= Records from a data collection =

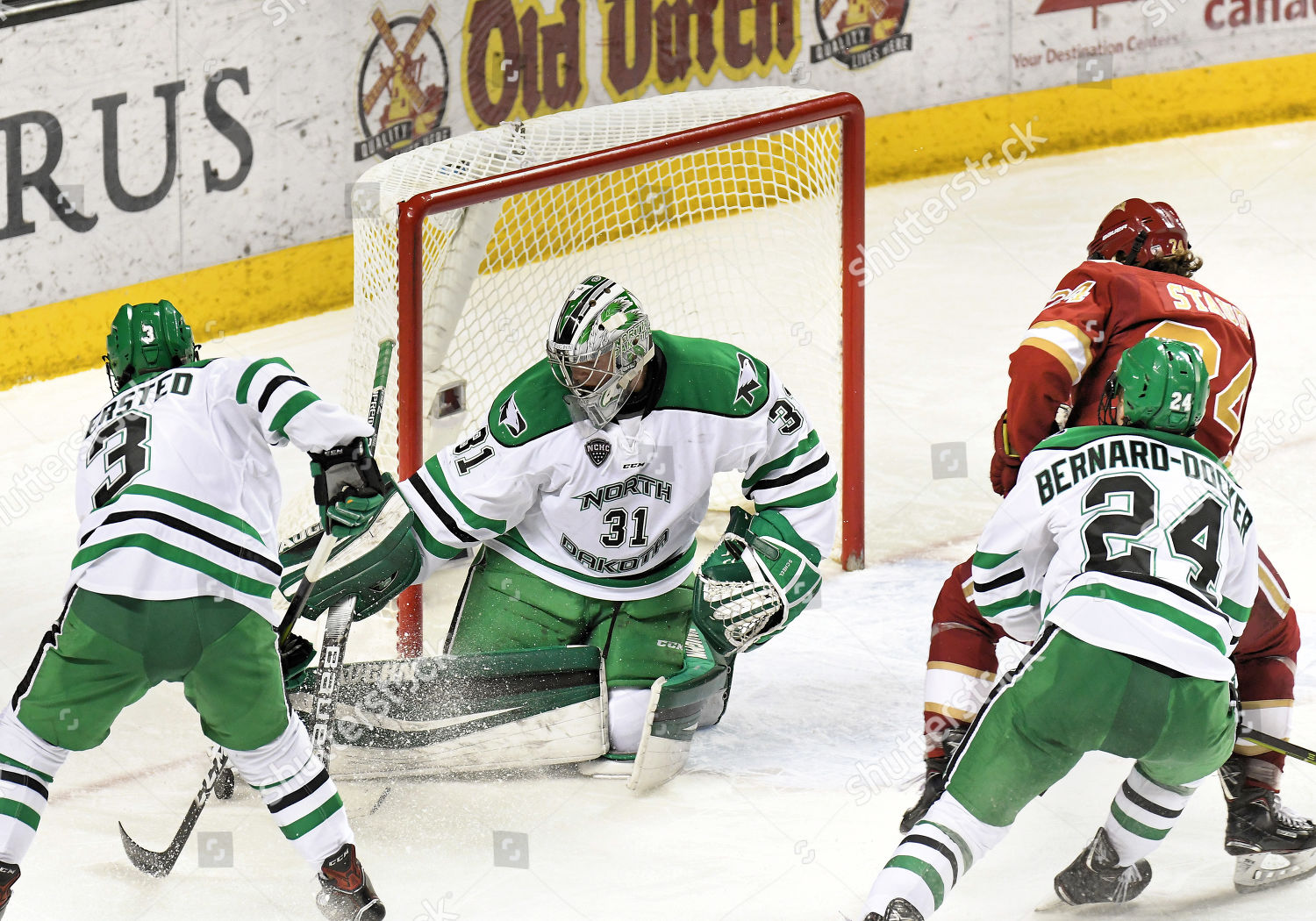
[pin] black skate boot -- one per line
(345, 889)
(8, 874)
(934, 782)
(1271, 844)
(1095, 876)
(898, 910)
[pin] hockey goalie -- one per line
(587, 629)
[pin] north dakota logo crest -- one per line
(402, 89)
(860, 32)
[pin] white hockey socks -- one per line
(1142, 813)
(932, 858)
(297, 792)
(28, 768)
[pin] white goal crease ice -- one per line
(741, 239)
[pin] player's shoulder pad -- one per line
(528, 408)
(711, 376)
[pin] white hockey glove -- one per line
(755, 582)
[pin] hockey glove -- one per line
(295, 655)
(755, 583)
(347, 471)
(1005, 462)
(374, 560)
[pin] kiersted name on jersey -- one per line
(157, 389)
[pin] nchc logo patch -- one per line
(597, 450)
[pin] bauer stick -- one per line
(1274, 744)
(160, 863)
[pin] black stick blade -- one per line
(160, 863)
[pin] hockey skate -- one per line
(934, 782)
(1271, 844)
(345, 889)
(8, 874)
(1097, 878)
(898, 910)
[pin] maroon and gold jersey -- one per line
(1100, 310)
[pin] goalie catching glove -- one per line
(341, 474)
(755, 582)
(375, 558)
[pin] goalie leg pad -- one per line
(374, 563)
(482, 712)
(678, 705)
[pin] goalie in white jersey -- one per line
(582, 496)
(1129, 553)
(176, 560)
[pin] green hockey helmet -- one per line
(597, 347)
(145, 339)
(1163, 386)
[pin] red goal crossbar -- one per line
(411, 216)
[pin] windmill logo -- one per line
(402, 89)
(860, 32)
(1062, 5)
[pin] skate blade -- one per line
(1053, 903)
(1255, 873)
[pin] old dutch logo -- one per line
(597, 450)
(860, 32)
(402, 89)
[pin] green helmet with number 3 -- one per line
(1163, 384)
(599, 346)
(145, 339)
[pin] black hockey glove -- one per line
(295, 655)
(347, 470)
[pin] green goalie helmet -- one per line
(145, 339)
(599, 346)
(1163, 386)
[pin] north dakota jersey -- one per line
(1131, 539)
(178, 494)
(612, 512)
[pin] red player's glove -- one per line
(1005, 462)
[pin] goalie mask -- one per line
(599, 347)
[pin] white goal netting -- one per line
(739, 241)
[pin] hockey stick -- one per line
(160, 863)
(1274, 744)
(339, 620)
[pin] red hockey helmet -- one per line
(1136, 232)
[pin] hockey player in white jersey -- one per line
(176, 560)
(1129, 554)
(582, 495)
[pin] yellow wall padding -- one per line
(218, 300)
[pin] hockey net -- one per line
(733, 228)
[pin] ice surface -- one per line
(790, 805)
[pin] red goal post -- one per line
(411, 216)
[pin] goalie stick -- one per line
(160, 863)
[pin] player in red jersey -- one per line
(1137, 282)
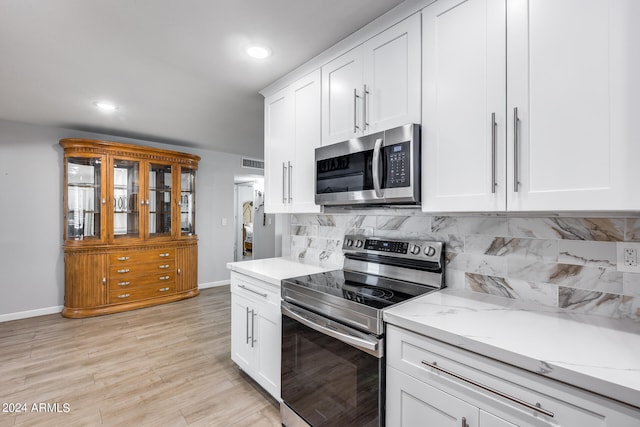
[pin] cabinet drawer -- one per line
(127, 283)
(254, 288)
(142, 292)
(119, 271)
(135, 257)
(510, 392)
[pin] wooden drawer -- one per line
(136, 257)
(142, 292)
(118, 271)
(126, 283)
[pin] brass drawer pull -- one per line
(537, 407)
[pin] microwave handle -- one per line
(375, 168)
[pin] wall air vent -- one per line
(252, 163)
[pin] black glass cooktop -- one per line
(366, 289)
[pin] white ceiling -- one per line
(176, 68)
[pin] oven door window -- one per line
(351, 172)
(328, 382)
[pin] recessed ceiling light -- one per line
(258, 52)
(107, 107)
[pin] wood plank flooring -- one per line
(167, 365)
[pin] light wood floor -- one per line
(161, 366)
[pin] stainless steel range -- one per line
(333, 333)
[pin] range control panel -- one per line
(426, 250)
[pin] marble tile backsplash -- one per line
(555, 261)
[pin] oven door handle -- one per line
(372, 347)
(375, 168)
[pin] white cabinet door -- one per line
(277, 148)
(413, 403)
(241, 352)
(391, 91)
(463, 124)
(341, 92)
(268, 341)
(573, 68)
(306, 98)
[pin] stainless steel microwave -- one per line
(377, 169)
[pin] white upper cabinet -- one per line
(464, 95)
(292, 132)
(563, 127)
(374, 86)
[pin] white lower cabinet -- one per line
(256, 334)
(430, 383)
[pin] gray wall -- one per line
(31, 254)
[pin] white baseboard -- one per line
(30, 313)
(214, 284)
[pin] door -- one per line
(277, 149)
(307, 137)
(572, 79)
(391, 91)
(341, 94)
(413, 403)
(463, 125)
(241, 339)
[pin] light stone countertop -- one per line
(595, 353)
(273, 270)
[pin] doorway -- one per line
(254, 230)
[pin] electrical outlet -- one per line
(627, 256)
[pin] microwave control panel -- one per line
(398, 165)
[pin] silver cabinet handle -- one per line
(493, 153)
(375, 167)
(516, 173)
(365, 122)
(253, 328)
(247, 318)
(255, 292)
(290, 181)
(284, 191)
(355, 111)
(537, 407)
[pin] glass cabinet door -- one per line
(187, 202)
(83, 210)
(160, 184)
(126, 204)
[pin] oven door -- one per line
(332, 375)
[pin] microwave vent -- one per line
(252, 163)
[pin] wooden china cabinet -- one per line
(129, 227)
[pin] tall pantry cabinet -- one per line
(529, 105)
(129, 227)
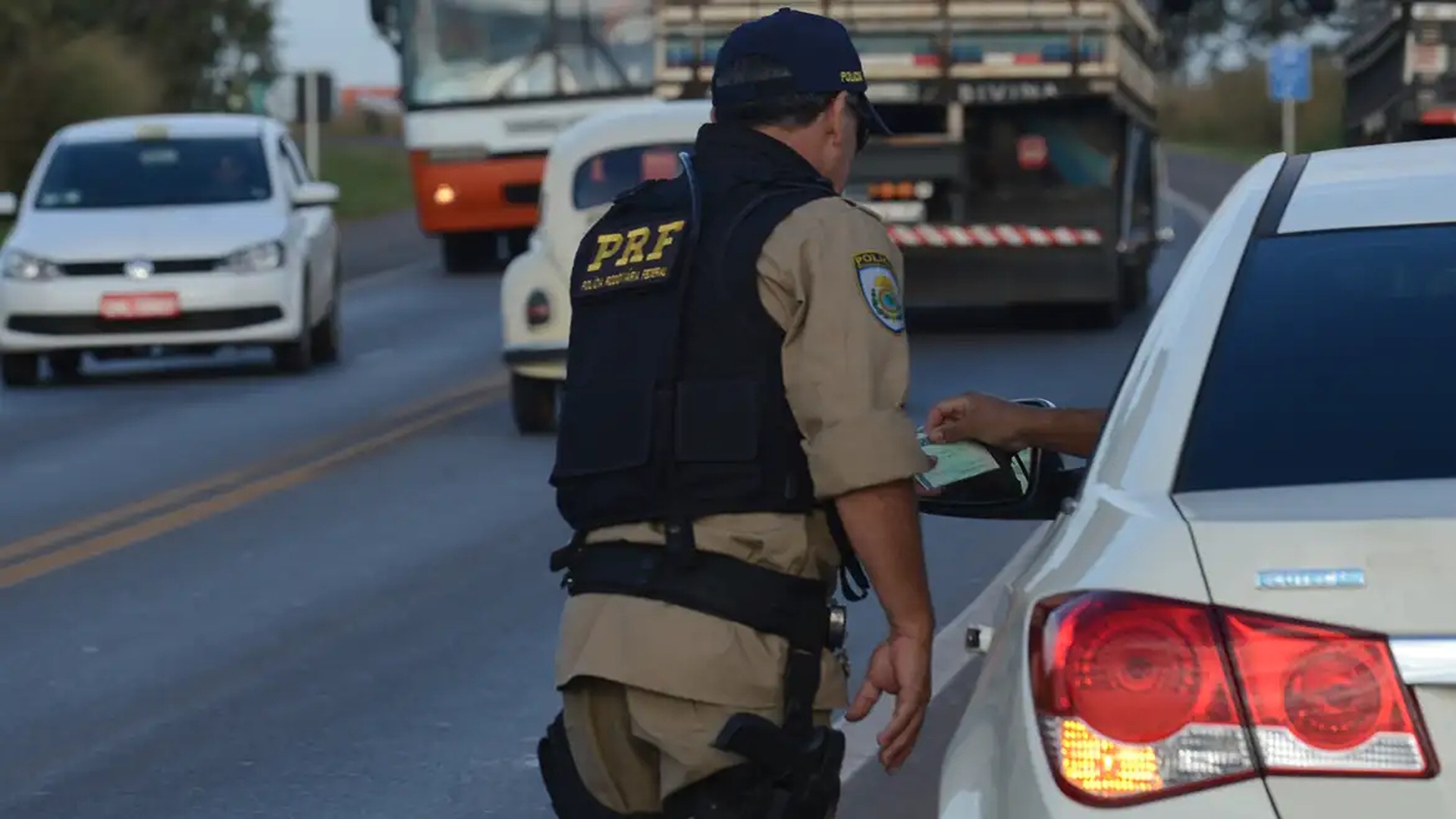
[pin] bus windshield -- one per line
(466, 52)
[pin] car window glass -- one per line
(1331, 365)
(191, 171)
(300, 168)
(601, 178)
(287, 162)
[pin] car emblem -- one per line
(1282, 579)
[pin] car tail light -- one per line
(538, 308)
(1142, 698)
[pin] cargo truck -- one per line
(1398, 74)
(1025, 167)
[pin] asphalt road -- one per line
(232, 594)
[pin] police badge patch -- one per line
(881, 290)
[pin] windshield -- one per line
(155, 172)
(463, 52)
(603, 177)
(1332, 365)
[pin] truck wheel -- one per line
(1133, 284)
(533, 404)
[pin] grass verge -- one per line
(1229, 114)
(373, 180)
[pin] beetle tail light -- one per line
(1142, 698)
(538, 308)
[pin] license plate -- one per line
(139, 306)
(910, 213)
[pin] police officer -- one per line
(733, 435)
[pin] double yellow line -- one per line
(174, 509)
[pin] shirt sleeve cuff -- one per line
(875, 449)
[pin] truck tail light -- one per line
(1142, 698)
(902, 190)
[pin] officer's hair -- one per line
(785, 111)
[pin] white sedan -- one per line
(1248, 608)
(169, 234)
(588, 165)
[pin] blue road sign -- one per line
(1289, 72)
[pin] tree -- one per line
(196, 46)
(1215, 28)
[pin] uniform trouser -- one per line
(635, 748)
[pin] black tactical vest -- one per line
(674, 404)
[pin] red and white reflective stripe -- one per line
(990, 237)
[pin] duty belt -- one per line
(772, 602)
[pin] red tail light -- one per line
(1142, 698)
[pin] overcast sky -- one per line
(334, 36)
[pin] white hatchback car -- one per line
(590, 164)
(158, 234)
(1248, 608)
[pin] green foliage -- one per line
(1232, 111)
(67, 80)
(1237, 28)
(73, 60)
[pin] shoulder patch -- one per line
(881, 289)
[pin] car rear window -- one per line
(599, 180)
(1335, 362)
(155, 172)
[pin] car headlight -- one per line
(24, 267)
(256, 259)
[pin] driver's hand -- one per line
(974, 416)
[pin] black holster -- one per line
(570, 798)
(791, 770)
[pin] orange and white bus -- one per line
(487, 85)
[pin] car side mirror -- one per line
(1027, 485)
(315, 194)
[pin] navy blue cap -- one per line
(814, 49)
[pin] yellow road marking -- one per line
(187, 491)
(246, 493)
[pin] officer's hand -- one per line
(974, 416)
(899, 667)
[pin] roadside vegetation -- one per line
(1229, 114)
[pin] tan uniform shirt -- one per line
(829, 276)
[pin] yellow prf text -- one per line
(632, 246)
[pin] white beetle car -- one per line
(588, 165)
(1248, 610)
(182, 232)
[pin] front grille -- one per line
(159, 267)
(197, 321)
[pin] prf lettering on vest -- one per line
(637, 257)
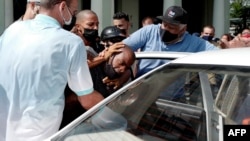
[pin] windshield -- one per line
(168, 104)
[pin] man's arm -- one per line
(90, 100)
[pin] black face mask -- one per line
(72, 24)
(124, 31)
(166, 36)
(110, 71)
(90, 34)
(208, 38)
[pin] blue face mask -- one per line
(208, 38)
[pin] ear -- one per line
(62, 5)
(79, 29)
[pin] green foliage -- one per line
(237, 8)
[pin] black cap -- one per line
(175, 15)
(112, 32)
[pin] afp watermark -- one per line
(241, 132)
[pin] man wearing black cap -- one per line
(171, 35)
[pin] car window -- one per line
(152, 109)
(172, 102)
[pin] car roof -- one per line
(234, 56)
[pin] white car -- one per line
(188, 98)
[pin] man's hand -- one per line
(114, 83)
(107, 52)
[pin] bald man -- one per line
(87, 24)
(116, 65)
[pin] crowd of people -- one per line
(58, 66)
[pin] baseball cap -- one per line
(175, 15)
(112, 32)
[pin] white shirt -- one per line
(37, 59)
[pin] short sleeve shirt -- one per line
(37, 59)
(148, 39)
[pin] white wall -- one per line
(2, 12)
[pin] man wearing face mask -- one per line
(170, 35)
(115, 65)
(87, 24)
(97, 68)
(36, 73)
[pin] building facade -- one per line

= Exercise directions =
The line containing "[pin] man's arm -- one per line" marks the start; retype it and each line after it through the end of the records above, exactly.

= Finished answer =
[pin] man's arm -- one per line
(90, 100)
[pin] black face mask -- one per line
(72, 24)
(124, 31)
(166, 36)
(110, 71)
(90, 34)
(208, 38)
[pin] blue face mask -- one per line
(208, 38)
[pin] ear -- one per line
(62, 5)
(79, 29)
[pin] green foliage -- one per line
(237, 8)
[pin] black cap -- one per line
(175, 15)
(112, 32)
[pin] afp watermark -- one per line
(241, 132)
[pin] man wearing black cap -- one per line
(171, 35)
[pin] car window -- one per line
(152, 109)
(172, 102)
[pin] car roof -- one per line
(234, 56)
[pin] white car -- one per line
(188, 98)
[pin] man's hand -- one per line
(114, 83)
(107, 52)
[pin] bald man -- one per line
(87, 24)
(116, 65)
[pin] crowd of people -- one per line
(58, 66)
[pin] baseball cap -- one per line
(175, 15)
(112, 32)
[pin] white shirt -- one per line
(37, 59)
[pin] short sleeve shirt -- one per line
(37, 59)
(148, 39)
[pin] white wall -- one per line
(2, 12)
[pin] man wearing face mask -- one per line
(170, 35)
(115, 65)
(87, 24)
(97, 68)
(36, 73)
[pin] building facade -- one per line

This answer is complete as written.